## Problem
According to the posts below, which publication can the writer check out through the local library on Libby?

## Passage
Join me in my garage as I romanticize the library.
I’m a simple man. I see that my library has Joan Didion’s latest book with no holds, and I click to check it out.
It’s unfortunate Washington Football Team couldn’t trademark its name, because I actually like the name. It’s refreshingly simple. The biggest problem is that when it’s abbreviated to WFT, it’s nearly impossible not to see WTF.
I scoffed when I first heard people singing the praises of the disposable Pilot Varsity fountain pen.
I picked one up yesterday.
Homeboy ain’t scoffin’ no more.
I just discovered that I can check out The Economist via my local library on Libby.
What a time to be alive!
I just brewed 8 cups of hot water because I forgot to grind and include the coffee beans.
That’s how my morning’s going.
Bobby Gillespie is releasing a memoir? That’s a definite buy for me.
Screamadelica and XTRMNTR were transformative albums for me. And the dude had a hand in Psychocandy.
These days if I’m lucky enough to find something that gets me out of a funk, I refer to that something as my “orange”.

## Dataset

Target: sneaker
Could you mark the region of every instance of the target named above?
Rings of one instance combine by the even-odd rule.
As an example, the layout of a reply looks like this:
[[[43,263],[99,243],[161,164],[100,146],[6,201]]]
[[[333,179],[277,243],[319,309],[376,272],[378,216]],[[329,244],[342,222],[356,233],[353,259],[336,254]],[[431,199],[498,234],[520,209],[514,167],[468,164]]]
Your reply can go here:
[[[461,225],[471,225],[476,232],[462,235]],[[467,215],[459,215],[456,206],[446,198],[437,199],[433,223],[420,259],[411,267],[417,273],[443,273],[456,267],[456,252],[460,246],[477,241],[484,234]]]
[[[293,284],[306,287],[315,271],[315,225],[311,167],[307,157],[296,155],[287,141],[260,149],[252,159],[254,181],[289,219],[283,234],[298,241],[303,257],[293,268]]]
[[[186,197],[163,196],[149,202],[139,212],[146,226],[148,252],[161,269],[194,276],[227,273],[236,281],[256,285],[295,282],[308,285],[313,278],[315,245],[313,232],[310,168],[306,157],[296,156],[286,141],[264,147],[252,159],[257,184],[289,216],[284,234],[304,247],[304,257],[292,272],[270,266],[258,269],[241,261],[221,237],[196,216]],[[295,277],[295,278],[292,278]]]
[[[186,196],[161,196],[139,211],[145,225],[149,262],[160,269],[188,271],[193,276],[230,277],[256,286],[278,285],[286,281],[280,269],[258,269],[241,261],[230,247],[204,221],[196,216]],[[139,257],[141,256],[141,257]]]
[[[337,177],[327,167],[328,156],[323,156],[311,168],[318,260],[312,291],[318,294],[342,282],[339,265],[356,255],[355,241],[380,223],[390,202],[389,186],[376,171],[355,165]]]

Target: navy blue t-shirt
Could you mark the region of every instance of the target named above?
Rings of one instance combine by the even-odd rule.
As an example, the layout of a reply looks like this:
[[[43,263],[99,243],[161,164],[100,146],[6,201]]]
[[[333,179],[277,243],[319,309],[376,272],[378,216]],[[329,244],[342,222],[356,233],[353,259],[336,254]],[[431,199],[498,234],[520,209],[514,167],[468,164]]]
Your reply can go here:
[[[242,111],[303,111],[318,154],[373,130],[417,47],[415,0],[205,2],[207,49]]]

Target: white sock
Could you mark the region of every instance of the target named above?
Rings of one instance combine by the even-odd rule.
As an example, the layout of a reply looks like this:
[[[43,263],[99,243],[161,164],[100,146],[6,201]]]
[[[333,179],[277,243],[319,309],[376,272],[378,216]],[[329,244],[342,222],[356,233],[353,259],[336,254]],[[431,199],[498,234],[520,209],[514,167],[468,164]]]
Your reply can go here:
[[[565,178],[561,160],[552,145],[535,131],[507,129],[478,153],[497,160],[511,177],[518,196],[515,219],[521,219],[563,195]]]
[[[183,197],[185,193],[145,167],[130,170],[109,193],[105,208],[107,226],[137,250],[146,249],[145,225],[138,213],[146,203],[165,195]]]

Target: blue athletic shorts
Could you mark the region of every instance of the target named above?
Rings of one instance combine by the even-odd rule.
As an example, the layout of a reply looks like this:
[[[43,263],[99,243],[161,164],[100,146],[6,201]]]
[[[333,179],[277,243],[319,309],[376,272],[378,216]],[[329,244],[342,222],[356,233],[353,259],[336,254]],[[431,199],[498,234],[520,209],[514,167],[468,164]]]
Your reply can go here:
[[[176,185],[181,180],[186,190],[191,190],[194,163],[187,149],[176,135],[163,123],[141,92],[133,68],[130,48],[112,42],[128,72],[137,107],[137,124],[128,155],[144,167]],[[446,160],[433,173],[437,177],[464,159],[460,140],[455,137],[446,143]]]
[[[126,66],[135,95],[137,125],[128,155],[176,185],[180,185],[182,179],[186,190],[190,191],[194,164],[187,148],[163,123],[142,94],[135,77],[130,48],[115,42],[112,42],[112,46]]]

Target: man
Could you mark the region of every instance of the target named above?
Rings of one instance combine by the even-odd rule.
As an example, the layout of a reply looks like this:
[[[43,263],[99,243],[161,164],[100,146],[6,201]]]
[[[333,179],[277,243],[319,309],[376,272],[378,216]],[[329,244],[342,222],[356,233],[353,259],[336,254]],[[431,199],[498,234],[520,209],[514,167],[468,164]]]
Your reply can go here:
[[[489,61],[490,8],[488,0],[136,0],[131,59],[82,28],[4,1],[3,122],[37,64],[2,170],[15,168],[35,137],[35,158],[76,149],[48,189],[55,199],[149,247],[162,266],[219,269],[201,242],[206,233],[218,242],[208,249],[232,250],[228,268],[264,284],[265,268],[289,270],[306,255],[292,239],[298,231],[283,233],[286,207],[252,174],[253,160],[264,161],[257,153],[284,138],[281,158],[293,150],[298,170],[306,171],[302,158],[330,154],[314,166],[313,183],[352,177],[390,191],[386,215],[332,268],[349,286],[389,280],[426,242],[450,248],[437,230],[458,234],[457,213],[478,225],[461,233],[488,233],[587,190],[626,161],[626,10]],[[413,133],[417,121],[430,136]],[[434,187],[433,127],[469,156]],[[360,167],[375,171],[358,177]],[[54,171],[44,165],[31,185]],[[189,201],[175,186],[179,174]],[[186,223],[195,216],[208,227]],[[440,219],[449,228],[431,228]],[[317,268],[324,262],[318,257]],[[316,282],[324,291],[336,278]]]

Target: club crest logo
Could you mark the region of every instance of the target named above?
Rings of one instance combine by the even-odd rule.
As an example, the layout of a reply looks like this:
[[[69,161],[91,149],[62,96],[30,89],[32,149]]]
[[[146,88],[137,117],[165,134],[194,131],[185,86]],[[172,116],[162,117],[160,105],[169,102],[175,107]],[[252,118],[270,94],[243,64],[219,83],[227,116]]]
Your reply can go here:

## Answer below
The Economist.